Exercise instructions: Put the lines below into a Markdown table with the columns Row and Line. Number each row and leave out any blank lines.

# # # #

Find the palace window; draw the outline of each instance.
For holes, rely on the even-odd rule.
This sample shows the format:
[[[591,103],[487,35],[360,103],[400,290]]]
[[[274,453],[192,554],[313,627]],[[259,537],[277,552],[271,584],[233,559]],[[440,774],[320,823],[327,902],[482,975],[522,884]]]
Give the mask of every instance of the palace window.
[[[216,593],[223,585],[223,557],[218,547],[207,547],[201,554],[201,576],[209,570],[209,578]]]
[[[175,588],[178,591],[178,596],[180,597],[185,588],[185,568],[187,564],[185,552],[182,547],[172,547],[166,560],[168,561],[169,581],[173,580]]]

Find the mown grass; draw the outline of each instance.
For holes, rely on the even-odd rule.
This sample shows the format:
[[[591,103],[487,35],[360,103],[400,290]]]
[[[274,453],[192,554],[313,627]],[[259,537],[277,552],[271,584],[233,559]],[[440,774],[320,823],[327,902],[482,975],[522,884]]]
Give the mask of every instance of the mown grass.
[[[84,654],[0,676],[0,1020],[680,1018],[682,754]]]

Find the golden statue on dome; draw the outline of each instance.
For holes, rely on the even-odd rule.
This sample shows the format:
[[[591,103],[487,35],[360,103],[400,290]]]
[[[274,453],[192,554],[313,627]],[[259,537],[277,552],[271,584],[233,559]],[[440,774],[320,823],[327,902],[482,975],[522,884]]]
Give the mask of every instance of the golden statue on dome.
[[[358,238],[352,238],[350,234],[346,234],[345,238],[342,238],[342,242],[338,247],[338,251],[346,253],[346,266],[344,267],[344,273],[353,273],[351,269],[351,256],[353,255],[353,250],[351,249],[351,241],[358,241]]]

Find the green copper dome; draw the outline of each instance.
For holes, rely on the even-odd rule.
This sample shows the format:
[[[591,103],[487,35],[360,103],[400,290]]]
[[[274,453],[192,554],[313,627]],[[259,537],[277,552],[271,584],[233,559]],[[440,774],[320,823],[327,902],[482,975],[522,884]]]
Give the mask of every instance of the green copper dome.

# # # #

Correct result:
| Row | Line |
|---|---|
| 1 | Find the palace window; draw the outline of each instance. |
| 2 | For holes, rely on the even-odd rule. |
| 3 | This sample shows the format: |
| 4 | [[[591,103],[487,35],[360,103],[400,290]]] |
| 5 | [[[274,453],[192,554],[313,627]],[[259,537],[277,552],[271,584],[233,559]],[[440,774],[320,823],[327,902],[482,975],[522,884]]] |
| 6 | Give the mask of every instance of the palace window. |
| 7 | [[[216,593],[223,585],[223,557],[218,547],[207,547],[201,554],[201,576],[209,570],[209,578]]] |
| 8 | [[[175,588],[178,591],[178,596],[180,597],[185,588],[185,568],[187,564],[185,552],[182,547],[172,547],[166,560],[168,561],[169,581],[173,580]]] |
| 9 | Find the mown grass; draw the outline of each instance. |
| 10 | For holes, rely on the even-odd rule. |
| 11 | This sample shows the format: |
| 12 | [[[591,103],[487,35],[360,103],[400,290]]] |
| 13 | [[[274,453],[192,554],[313,627]],[[259,537],[277,552],[271,584],[233,559]],[[440,774],[320,823],[327,902],[482,975],[522,884]]] |
| 14 | Give the mask of every instance of the mown grass. |
| 15 | [[[84,654],[0,676],[0,1020],[680,1018],[682,754]]] |
| 16 | Find the golden statue on dome; draw the outline of each instance. |
| 17 | For holes, rely on the even-odd rule. |
| 18 | This sample shows the format: |
| 19 | [[[591,103],[487,35],[360,103],[400,290]]] |
| 20 | [[[274,453],[192,554],[313,627]],[[259,537],[277,552],[271,584],[233,559]],[[440,774],[320,823],[327,902],[482,975],[522,884]]] |
| 21 | Give the mask of every instance of the golden statue on dome. |
| 22 | [[[358,238],[352,238],[350,234],[346,234],[345,238],[342,238],[342,242],[338,247],[338,251],[346,253],[346,266],[344,267],[344,273],[353,273],[351,269],[351,256],[353,255],[353,250],[351,249],[351,241],[358,241]]] |
| 23 | Find the green copper dome; draw the outline of each instance. |
| 24 | For holes, rely on the even-odd rule. |
| 25 | This sample shows the format: |
| 26 | [[[591,103],[487,35],[360,103],[400,290]]] |
| 27 | [[[274,453],[192,554],[313,627]],[[259,537],[277,552],[271,584],[233,559]],[[440,774],[320,823],[327,902],[482,975],[522,884]]] |
| 28 | Give the mask of every instance of the green copper dome. |